| What is asked |
Will you give every entry again exactly as it stands?

⁂

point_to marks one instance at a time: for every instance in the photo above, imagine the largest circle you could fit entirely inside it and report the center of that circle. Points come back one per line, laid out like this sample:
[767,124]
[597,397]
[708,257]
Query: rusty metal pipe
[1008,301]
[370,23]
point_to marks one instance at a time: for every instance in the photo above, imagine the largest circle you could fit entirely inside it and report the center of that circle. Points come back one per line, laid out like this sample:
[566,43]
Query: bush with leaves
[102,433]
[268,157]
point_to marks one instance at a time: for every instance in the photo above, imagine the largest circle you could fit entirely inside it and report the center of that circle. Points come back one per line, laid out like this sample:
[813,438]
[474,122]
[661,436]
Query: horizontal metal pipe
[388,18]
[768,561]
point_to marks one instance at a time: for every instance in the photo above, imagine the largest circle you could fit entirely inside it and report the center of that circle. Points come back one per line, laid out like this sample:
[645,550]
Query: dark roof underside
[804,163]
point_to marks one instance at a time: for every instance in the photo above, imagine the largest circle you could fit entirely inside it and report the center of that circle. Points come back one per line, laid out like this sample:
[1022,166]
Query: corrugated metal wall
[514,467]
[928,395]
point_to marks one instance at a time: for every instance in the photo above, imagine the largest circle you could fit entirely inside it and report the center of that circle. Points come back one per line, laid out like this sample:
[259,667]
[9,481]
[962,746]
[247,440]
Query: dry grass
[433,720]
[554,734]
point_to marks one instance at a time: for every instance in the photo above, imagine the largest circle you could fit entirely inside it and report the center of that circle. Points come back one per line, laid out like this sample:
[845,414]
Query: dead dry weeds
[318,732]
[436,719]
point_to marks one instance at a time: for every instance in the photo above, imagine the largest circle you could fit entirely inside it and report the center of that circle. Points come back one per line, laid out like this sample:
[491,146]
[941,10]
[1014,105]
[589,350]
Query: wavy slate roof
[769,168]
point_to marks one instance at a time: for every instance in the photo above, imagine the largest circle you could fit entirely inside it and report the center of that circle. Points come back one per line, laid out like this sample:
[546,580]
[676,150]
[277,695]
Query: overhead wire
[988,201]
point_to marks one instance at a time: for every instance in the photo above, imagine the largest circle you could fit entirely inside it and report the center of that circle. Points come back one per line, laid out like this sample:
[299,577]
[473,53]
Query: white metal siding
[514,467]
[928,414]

⁂

| Final result |
point_to marks one instance at a time: for every instance in the photo above, imagine the largest circle you could fit entirely inside it and report the center of that circle. Points come back one per line, laid out like this sample:
[767,124]
[597,397]
[708,257]
Query: rusty metal pipe
[1008,301]
[370,23]
point_to marks one instance at a time: for every instance in the photo above, imagine the largest circle you could fit entirely inside it and report the center of that circle. Points come back one per line, laid out like this sample:
[566,43]
Query: bush with leaves
[102,433]
[268,157]
point_to marks one instance at a time: for every instance in the photo above, imagine the largest circle you could fit entirely inside it and report the center of that circle. Points come back one per line, laid out like this sample:
[813,438]
[474,122]
[661,436]
Query: horizontal metal pipe
[388,18]
[768,561]
point_to marks one instance at a time: for every instance in the photo above, imagine the largest circle you could fit entirely inside it and report the center of that circle. Points come back one per line, laid out like this sample:
[645,550]
Query: dark roof underside
[804,163]
point_to marks one instance at a time: for every instance in the photo above, imagine the largest circle you could fit entirely inside it and report the center of that circle. Points come back one per line, laid out like this sample:
[1022,166]
Query: corrugated metal wall
[514,467]
[928,395]
point_to marks one instance at a time: for every instance in the photo above, imagine the largest circle you could fit entirely inside it and report the center of that circle. Points come back one per line, laid out like this sample:
[259,667]
[9,481]
[962,746]
[247,440]
Query: dry grass
[433,720]
[554,734]
point_to marks one instance at a time: for every instance in the photo above, imagine the largest circle you could fit entirely inside it and report the center of that circle. Points come back one per line, laid out like this sample:
[845,414]
Query: dead dry weeds
[318,732]
[436,719]
point_to marks one instance at a time: for every instance in the photo above, imagine the largest circle you could fit entirely inside it and report the center of that circle. Points come back one per line, laid out like this sample:
[491,146]
[941,10]
[1014,105]
[589,350]
Query: wavy slate roof
[769,168]
point_to marks one instance at a time: for every instance in the photo above, imagine the largest circle you could fit entirely inside it and report the center of that circle. Points come back one per line, laid out like this sample:
[546,580]
[676,150]
[277,695]
Query: overhead wire
[988,201]
point_to marks one instance at a time: for every instance in the photo above, imagine the largest circle you could fit entirely inside it and report the center of that circle. Points come back one per line, laid out like this sample:
[299,577]
[473,53]
Query: white metal siding
[514,467]
[928,414]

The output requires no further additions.